**SET TASK**
Format the records, from the line containing "Target | large banner" through the last line, as a JSON list of strings with one string per line, both ends included. Omit blank lines.

**DATA LISTING**
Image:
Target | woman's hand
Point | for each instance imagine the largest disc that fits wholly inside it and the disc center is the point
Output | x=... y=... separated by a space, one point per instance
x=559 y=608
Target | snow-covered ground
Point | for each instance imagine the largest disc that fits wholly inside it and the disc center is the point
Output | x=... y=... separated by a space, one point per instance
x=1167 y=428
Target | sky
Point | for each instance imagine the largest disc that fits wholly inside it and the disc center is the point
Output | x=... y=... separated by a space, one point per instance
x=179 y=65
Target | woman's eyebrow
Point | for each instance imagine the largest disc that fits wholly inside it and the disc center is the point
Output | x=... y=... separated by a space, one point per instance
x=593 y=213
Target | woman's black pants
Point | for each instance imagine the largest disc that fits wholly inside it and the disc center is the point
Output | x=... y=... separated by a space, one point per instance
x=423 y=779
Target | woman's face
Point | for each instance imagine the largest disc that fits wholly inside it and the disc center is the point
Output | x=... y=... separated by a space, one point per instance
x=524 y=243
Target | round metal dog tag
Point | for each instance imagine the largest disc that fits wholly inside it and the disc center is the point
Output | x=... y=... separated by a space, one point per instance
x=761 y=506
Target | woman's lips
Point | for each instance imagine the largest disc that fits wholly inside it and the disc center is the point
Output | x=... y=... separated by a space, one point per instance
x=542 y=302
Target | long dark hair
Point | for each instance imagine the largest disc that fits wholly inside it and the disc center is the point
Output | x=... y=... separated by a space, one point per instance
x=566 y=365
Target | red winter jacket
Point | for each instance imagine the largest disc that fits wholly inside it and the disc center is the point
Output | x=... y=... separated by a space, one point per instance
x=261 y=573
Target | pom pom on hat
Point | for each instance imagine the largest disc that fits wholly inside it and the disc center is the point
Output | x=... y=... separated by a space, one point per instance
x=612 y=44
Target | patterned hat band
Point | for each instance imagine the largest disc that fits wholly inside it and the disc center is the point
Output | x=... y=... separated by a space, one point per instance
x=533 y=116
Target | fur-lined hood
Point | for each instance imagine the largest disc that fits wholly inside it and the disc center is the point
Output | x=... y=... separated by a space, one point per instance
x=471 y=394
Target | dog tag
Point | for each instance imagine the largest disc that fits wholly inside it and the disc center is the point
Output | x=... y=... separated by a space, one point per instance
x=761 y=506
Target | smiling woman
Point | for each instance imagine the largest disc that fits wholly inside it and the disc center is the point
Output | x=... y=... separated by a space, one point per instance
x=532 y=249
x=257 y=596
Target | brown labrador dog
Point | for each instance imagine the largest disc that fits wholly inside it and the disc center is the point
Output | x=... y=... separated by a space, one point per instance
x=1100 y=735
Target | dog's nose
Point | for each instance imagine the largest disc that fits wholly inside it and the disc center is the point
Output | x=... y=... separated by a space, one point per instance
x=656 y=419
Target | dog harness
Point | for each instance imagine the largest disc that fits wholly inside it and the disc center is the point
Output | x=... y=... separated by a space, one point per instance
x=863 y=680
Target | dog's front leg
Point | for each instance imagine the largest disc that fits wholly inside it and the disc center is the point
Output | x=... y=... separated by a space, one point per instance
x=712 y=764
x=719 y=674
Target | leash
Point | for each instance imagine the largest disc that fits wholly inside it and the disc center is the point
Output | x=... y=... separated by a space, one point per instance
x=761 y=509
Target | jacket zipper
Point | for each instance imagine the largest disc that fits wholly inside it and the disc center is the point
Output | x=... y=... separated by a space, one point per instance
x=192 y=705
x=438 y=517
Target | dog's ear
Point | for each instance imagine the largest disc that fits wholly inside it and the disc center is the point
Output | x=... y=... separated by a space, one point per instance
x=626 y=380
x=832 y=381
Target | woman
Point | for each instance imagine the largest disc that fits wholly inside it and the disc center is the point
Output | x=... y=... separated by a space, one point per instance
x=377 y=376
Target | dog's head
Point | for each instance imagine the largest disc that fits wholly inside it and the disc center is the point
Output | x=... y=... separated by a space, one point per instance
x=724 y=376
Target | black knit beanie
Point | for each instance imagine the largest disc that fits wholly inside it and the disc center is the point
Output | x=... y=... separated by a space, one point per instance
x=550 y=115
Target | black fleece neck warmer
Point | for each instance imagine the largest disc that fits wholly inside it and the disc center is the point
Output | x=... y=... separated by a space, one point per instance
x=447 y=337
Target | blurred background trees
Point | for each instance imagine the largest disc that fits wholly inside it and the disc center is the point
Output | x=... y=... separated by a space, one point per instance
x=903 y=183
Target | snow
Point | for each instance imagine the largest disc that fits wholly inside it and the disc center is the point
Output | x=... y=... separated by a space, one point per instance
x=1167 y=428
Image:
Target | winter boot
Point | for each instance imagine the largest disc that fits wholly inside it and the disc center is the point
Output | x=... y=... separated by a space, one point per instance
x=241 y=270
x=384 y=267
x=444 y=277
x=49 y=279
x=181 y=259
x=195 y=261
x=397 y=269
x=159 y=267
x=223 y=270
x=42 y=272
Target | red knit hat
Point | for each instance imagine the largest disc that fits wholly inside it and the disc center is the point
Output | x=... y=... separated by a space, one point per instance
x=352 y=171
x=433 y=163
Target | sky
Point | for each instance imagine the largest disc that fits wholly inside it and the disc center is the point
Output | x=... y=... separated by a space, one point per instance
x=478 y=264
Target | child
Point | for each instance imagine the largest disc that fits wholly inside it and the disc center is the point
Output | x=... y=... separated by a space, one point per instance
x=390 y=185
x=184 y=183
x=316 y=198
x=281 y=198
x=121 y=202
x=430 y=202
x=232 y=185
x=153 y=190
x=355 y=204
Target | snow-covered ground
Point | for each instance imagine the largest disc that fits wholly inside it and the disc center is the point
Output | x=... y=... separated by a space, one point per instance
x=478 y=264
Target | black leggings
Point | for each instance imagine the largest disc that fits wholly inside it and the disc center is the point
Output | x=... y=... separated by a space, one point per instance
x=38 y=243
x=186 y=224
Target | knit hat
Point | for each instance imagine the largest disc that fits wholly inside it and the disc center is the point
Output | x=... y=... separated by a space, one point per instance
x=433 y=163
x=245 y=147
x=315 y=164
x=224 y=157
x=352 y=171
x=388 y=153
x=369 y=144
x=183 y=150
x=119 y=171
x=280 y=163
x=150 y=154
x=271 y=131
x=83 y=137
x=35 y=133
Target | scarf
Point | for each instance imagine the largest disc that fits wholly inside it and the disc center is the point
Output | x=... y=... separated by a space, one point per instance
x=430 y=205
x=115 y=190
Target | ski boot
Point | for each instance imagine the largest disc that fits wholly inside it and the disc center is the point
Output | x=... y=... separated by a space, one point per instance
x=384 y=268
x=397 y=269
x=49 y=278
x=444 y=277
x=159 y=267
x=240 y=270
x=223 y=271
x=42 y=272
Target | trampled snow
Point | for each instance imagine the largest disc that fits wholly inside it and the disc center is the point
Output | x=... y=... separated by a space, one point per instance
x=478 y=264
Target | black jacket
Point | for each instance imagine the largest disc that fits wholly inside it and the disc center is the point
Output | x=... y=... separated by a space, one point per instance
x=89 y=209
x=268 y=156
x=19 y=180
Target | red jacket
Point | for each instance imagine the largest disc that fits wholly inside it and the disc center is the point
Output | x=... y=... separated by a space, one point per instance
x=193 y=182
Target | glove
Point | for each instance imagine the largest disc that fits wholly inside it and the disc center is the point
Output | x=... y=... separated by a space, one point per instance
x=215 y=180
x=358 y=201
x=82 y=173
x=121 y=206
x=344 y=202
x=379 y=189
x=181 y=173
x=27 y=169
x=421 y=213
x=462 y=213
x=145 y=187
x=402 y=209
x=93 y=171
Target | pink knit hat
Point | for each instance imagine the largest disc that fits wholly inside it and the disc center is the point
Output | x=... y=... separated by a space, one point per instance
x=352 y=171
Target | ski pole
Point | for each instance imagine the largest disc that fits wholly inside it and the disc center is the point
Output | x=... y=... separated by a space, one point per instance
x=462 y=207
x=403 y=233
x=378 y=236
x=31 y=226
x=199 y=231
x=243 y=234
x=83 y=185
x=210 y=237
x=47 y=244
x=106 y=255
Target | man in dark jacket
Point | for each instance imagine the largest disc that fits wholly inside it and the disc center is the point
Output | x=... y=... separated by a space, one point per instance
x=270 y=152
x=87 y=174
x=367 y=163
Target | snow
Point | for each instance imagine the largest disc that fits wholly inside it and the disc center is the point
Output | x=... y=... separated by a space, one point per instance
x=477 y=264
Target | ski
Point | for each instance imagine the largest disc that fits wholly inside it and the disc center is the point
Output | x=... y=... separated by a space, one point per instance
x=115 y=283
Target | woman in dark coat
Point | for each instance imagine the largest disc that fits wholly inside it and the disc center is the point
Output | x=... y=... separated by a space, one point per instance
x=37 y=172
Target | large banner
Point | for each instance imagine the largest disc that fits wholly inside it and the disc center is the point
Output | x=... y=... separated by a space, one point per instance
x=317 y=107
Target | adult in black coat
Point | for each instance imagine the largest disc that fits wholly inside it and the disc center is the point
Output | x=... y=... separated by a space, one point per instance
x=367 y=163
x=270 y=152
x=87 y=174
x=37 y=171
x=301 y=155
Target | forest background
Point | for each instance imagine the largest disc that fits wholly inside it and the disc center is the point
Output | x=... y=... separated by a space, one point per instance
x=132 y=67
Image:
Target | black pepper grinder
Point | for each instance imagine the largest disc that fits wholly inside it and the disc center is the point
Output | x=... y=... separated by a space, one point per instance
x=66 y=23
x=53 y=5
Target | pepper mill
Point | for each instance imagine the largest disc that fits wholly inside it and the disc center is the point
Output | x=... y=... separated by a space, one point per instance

**TASK SOLUTION**
[
  "Target | large banner",
  "Point | for each instance imagine the largest disc that fits wholly inside it and the disc center is the point",
  "Output | x=... y=... separated by a space, one point per instance",
  "x=317 y=107",
  "Target | adult in black coat",
  "Point | for each instance imagine the largest disc that fits wholly inside it and the disc center is the point",
  "Output | x=... y=... separated by a space, one point per instance",
  "x=367 y=163",
  "x=270 y=152",
  "x=87 y=174",
  "x=37 y=171",
  "x=301 y=155",
  "Target | forest background",
  "Point | for each instance imagine the largest disc that fits wholly inside it and the disc center is the point",
  "Output | x=... y=... separated by a space, one point per instance",
  "x=132 y=67",
  "Image:",
  "Target | black pepper grinder",
  "Point | for each instance imagine the largest disc that fits wholly inside it and the disc center is the point",
  "Output | x=... y=... separated by a space, one point per instance",
  "x=66 y=23",
  "x=53 y=5",
  "Target | pepper mill",
  "Point | for each instance imagine the largest disc that fits wholly inside it and the disc center is the point",
  "Output | x=... y=... separated by a space, one point per instance"
]